→ Brief
Each line of the entries that mentions the string "below" needs to be reported.
━━━ Source material ━━━
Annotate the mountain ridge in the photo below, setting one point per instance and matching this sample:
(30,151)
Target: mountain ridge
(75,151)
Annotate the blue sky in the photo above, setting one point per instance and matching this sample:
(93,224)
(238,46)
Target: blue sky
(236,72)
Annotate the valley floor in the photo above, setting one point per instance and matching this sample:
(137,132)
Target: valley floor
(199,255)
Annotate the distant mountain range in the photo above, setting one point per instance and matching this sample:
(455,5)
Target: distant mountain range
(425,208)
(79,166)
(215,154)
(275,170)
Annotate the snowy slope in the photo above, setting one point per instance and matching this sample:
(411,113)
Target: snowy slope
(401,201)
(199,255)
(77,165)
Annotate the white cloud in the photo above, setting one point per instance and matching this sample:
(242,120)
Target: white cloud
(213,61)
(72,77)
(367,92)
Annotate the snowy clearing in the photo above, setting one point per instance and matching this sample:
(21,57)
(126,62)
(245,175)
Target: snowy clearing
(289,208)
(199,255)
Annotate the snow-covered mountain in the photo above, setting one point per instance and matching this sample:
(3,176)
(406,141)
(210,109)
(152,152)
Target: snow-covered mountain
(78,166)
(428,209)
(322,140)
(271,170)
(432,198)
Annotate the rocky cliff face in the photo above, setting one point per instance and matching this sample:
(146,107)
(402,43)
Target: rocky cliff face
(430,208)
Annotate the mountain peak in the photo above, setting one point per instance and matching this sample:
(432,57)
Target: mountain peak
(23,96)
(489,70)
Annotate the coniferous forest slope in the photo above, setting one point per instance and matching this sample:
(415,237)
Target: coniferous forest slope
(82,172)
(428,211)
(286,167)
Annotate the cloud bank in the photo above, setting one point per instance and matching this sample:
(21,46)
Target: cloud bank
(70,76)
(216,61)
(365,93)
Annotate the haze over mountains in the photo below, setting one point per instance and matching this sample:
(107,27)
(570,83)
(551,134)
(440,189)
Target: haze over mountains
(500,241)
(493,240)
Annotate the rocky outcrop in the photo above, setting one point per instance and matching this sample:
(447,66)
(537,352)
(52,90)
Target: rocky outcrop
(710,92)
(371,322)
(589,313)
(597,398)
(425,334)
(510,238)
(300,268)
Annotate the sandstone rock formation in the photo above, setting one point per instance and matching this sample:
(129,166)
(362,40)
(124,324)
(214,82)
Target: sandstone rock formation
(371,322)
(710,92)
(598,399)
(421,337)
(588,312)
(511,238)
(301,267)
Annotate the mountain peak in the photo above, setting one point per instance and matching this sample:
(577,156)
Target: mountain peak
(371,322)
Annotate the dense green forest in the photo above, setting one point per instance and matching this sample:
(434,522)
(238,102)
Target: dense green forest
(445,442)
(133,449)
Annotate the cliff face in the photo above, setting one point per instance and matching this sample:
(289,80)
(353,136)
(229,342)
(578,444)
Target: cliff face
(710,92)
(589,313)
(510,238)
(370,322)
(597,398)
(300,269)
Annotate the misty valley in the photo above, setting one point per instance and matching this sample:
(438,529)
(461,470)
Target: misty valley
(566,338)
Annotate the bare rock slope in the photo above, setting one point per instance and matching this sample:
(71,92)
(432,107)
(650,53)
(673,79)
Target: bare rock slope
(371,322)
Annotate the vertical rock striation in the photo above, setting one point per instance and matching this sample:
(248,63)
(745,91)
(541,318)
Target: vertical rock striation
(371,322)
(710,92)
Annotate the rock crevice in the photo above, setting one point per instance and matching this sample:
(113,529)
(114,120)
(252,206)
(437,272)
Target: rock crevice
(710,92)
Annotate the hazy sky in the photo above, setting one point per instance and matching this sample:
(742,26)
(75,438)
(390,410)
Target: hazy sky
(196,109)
━━━
→ Written answer
Annotate the mountain ridge in the photo below, setting one point per instance and matching this sample:
Annotate the haze over mountains in the photo below, setting one point per instance and matching this sample:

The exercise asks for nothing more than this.